START PAGE

Senator HANSON-YOUNG —But there is nothing to ensure that, is there? There is no indication in this legislation that that has to happen. The government is just trusting that business and companies are going to do the right thing.

Mr Smith —It is like some of the arguments that are run about award modernisation—take that as an example—where people, it has been alleged, are going to go around and reduce people’s pay. That just has not happened. Employers value their staff. They offer benefits to attract and retain staff, and in our experience it is not happening, or likely to happen, that employers are going to reduce existing benefits, particularly with a scheme that very neatly dovetails with those benefits. It is not necessary for companies to change any of their existing schemes, because this scheme will fit neatly, as we see it, with all of the common models that a company might offer. Of course, there are contractual-type arrangements in place anyway. It may well be that a scheme is locked into an enterprise agreement or a common-law contract of employment, and therefore, of course, companies cannot just readily change those schemes in the rare circumstances that some might want to.

Senator HANSON-YOUNG —What would be the opinion of the Ai Group if an organisation did decide, ‘Let’s save a bit on our bottom line by taking off that $530 a week that the government is now going to pay to our employees’? What is your opinion about that? What position would you take? Is that acceptable or is that not in good faith?

Mr Smith —It would very much depend on the circumstances but, as I have said, what we will be saying to our members is that with the design of this scheme there is no need for employers to alter their policies and procedures, at least with any of the common models that come to mind to us. If any employers do choose to do that, it is difficult to see what should be done about it; that is their right. But, of course, we talk to employers all day every day, and not one has said to us that they are going to change their schemes—quite the opposite. They have looked at this scheme as they understand it so far, and it seems to fit very neatly on top of the schemes that they have.

Senator FURNER —On that point, Mr Smith, I take it that most of the schemes you spoke about that your members have—the two, four, six or eight weeks or even longer—would be covered in enterprise agreements that those employers or members have with their employees.

Mr Smith —More often than not they are in company policies and common-law contracts of employment, but there are many, many enterprise agreements that include paid maternity leave arrangements, yes.

Senator FURNER —So ultimately you would essentially need to get agreement to amend those provisions.

Mr Smith —That is correct. The parties would not be able to just amend those provisions but, even if it were in a common-law contract of employment through a letter of offer and acceptance, that could not be readily changed. There are companies that just have policies on these issues. As I say, we have spoken to many employers over time, and it just seems that there is no need or intent to change those policies. This scheme, we believe, has been very cleverly designed to make sure it is not going to have that consequence, in our view.

END PAGE
START GIVEN INFORMATION

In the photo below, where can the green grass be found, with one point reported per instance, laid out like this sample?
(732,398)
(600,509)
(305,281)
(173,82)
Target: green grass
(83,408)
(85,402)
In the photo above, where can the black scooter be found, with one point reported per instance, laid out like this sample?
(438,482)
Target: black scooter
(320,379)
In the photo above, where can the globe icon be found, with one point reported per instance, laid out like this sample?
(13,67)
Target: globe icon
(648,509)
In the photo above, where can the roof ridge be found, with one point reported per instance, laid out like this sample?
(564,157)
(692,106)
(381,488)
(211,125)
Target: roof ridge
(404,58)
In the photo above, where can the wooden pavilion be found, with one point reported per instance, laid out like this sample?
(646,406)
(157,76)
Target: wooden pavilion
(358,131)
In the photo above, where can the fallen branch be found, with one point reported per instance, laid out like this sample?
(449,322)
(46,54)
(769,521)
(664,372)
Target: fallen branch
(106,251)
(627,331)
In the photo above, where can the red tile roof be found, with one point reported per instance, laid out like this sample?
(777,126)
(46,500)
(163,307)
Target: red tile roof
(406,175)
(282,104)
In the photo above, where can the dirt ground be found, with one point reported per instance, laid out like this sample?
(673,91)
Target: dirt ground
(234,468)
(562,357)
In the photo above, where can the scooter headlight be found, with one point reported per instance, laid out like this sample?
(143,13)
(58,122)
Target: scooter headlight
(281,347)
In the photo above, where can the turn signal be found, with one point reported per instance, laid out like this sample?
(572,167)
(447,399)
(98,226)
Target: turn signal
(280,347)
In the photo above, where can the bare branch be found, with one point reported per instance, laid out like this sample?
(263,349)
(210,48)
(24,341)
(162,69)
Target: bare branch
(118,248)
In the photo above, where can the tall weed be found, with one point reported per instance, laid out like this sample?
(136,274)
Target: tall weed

END GIVEN INFORMATION

== SHORT TASK 1 ==
From the hearing transcript, return the passage between "Mr Smith —It would" and "that they have.", inclusive.
== SHORT TASK 2 ==
Using the hearing transcript, decide whether each statement agrees with it. Answer yes or no, and quote the words that decide it. (a) Mr Smith says that no employer has told the Ai Group it plans to change its scheme. (b) Mr Smith says paid maternity leave arrangements are usually found in enterprise agreements rather than company policies. (c) Mr Smith says a scheme set out in a common-law contract of employment could be readily changed.

== REPLY 1 ==
Mr Smith —It would very much depend on the circumstances but, as I have said, what we will be saying to our members is that with the design of this scheme there is no need for employers to alter their policies and procedures, at least with any of the common models that come to mind to us. If any employers do choose to do that, it is difficult to see what should be done about it; that is their right. But, of course, we talk to employers all day every day, and not one has said to us that they are going to change their schemes—quite the opposite. They have looked at this scheme as they understand it so far, and it seems to fit very neatly on top of the schemes that they have.

== REPLY 2 ==
(a) Yes: "not one has said to us that they are going to change their schemes"
(b) No: "More often than not they are in company policies and common-law contracts of employment"
(c) No: "even if it were in a common-law contract of employment through a letter of offer and acceptance, that could not be readily changed"